### Provided records

# # #

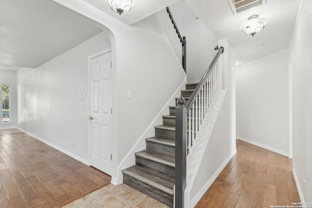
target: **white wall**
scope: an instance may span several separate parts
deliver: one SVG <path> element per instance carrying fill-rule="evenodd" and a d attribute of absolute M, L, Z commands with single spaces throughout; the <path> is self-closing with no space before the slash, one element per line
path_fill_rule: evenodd
<path fill-rule="evenodd" d="M 101 33 L 36 69 L 20 70 L 19 127 L 86 162 L 88 56 L 110 47 Z M 79 100 L 80 94 L 87 99 Z"/>
<path fill-rule="evenodd" d="M 237 67 L 236 83 L 238 138 L 288 156 L 288 49 Z"/>
<path fill-rule="evenodd" d="M 198 82 L 216 54 L 218 40 L 184 0 L 169 8 L 181 35 L 186 37 L 187 82 Z"/>
<path fill-rule="evenodd" d="M 302 202 L 312 202 L 312 1 L 302 0 L 292 41 L 292 165 Z M 304 180 L 306 181 L 305 190 Z"/>
<path fill-rule="evenodd" d="M 2 120 L 0 121 L 0 130 L 12 129 L 17 126 L 17 94 L 16 85 L 16 72 L 0 70 L 0 87 L 3 85 L 11 86 L 11 109 L 10 123 L 2 124 Z M 2 87 L 0 88 L 2 92 Z M 1 93 L 0 92 L 0 97 Z M 0 104 L 2 111 L 2 101 Z M 2 117 L 0 118 L 2 119 Z"/>
<path fill-rule="evenodd" d="M 98 26 L 109 38 L 113 61 L 113 113 L 112 139 L 113 144 L 111 148 L 113 152 L 112 166 L 114 170 L 112 176 L 114 183 L 120 183 L 120 180 L 118 181 L 117 179 L 120 178 L 119 176 L 122 173 L 121 171 L 118 170 L 118 165 L 124 162 L 125 160 L 128 159 L 128 154 L 142 136 L 152 136 L 148 135 L 146 132 L 152 132 L 151 129 L 154 127 L 151 127 L 151 124 L 154 123 L 153 121 L 159 113 L 162 111 L 164 105 L 167 103 L 176 90 L 180 88 L 181 84 L 185 82 L 186 75 L 164 38 L 154 16 L 148 17 L 129 26 L 96 9 L 82 0 L 54 0 L 60 3 L 61 5 L 67 7 L 71 15 L 77 16 L 79 18 Z M 77 12 L 75 12 L 75 11 Z M 88 54 L 89 55 L 90 54 Z M 74 63 L 76 60 L 81 59 L 80 57 L 77 57 L 72 62 Z M 62 60 L 58 61 L 60 63 L 63 61 Z M 61 66 L 61 63 L 58 63 L 58 61 L 56 61 L 52 64 L 52 68 L 56 69 L 59 65 Z M 42 108 L 49 108 L 49 112 L 52 112 L 51 109 L 54 106 L 49 103 L 53 102 L 54 96 L 59 93 L 58 90 L 62 88 L 56 86 L 55 89 L 47 90 L 51 90 L 47 95 L 40 90 L 41 86 L 38 84 L 39 81 L 36 81 L 37 80 L 41 80 L 42 77 L 42 81 L 40 81 L 39 82 L 40 84 L 45 84 L 44 80 L 46 80 L 47 85 L 50 85 L 48 88 L 47 87 L 47 89 L 51 89 L 50 87 L 53 88 L 55 86 L 51 82 L 52 80 L 59 83 L 60 80 L 65 81 L 68 79 L 75 80 L 76 77 L 69 76 L 75 72 L 74 70 L 77 70 L 73 69 L 75 67 L 72 67 L 72 65 L 71 65 L 72 70 L 70 70 L 70 72 L 65 72 L 64 74 L 61 74 L 58 72 L 55 74 L 53 70 L 49 70 L 49 63 L 50 62 L 44 64 L 44 69 L 39 67 L 40 70 L 38 68 L 27 71 L 27 72 L 30 72 L 30 74 L 33 75 L 33 76 L 27 75 L 28 73 L 25 72 L 26 69 L 22 70 L 19 73 L 19 80 L 21 83 L 19 85 L 21 88 L 20 92 L 26 90 L 29 92 L 27 93 L 27 96 L 24 96 L 22 94 L 20 95 L 20 106 L 24 105 L 25 107 L 25 110 L 21 109 L 20 124 L 22 128 L 29 129 L 31 133 L 44 139 L 46 139 L 46 137 L 52 137 L 50 135 L 48 135 L 49 132 L 54 135 L 57 134 L 57 136 L 61 136 L 60 138 L 57 138 L 56 140 L 54 140 L 52 144 L 60 145 L 65 149 L 67 148 L 65 147 L 68 143 L 67 140 L 64 140 L 65 137 L 60 136 L 61 133 L 58 133 L 57 131 L 56 132 L 55 131 L 56 127 L 61 125 L 57 123 L 56 124 L 57 121 L 59 122 L 59 119 L 57 120 L 56 119 L 53 119 L 53 122 L 49 122 L 49 125 L 42 124 L 42 123 L 45 124 L 48 119 L 50 119 L 51 116 L 54 116 L 54 114 L 39 110 L 32 112 L 34 110 L 30 106 L 30 103 L 37 105 L 36 107 L 39 104 L 39 108 L 41 108 L 40 100 L 43 98 L 49 98 L 48 101 L 44 102 L 48 106 Z M 46 69 L 48 75 L 41 74 L 41 71 Z M 87 67 L 86 67 L 85 69 L 86 70 Z M 42 69 L 43 70 L 41 70 Z M 64 76 L 65 75 L 67 76 Z M 24 76 L 28 76 L 31 81 L 27 81 L 25 78 L 23 78 Z M 53 78 L 48 78 L 49 76 L 51 76 Z M 85 78 L 87 75 L 85 74 L 84 76 Z M 79 76 L 77 77 L 77 79 L 79 80 L 82 77 Z M 37 84 L 32 84 L 32 81 Z M 80 84 L 83 86 L 85 84 L 81 83 Z M 25 85 L 27 87 L 26 89 L 24 89 Z M 71 86 L 66 85 L 69 87 Z M 37 86 L 39 87 L 39 89 L 37 88 Z M 76 87 L 78 86 L 76 85 Z M 29 88 L 31 90 L 28 90 Z M 131 99 L 127 97 L 128 90 L 132 92 L 132 98 Z M 77 102 L 80 103 L 79 105 L 81 106 L 77 106 L 72 110 L 66 108 L 65 111 L 68 111 L 70 115 L 74 115 L 76 118 L 78 117 L 81 121 L 82 118 L 85 118 L 85 115 L 82 115 L 83 113 L 81 114 L 77 113 L 83 110 L 84 112 L 87 112 L 86 114 L 88 114 L 86 117 L 87 118 L 89 112 L 88 110 L 86 109 L 86 105 L 76 100 L 76 96 L 79 93 L 81 93 L 82 91 L 78 92 L 76 90 L 77 94 L 75 95 L 75 98 L 72 95 L 74 90 L 69 90 L 68 91 L 70 93 L 66 95 L 70 99 L 73 99 L 71 100 L 70 105 Z M 64 91 L 64 93 L 66 94 L 66 91 Z M 39 95 L 39 97 L 33 96 L 34 95 Z M 40 97 L 42 97 L 42 98 L 39 98 Z M 61 101 L 61 99 L 59 99 L 58 101 Z M 173 102 L 174 103 L 174 100 Z M 168 112 L 169 113 L 169 109 Z M 40 113 L 44 114 L 44 117 L 42 118 L 40 122 L 38 119 L 32 117 L 32 115 L 37 115 Z M 64 123 L 68 123 L 68 120 L 65 116 L 62 116 L 61 120 L 64 121 L 62 123 L 64 126 Z M 86 127 L 86 124 L 81 123 L 77 124 L 77 126 L 73 125 L 72 127 L 74 130 L 79 128 L 80 131 L 80 128 L 82 128 L 82 125 L 85 125 Z M 80 138 L 79 142 L 83 143 L 81 146 L 84 147 L 83 150 L 79 149 L 78 147 L 76 150 L 68 148 L 66 150 L 70 151 L 69 153 L 71 154 L 78 154 L 82 159 L 85 159 L 87 149 L 85 138 L 87 136 L 87 133 L 85 132 L 85 129 L 83 129 L 82 135 L 81 135 L 78 134 L 79 131 L 78 131 L 78 132 L 75 132 L 71 134 L 71 137 L 73 138 L 73 136 L 78 136 Z M 68 136 L 70 134 L 64 133 L 65 135 Z M 77 146 L 78 145 L 80 146 L 80 144 L 77 144 Z M 132 160 L 132 158 L 130 159 Z M 135 164 L 134 160 L 132 163 Z"/>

# # #

### Goal
Starting at the top of the rows and going on through the line that contains "237 67 L 236", lay out each line as a Markdown table with the columns Index and Content, numbering them in order. Skip blank lines and leave the pictures out.

### Final answer
| Index | Content |
|---|---|
| 1 | target: **white wall** |
| 2 | scope: an instance may span several separate parts |
| 3 | deliver: one SVG <path> element per instance carrying fill-rule="evenodd" and a d attribute of absolute M, L, Z commands with single spaces throughout; the <path> is self-closing with no space before the slash, one element per line |
| 4 | path_fill_rule: evenodd |
| 5 | <path fill-rule="evenodd" d="M 101 33 L 36 69 L 20 70 L 19 127 L 86 162 L 88 56 L 110 47 Z M 79 100 L 80 94 L 87 99 Z"/> |
| 6 | <path fill-rule="evenodd" d="M 237 67 L 236 83 L 238 138 L 288 156 L 288 49 Z"/> |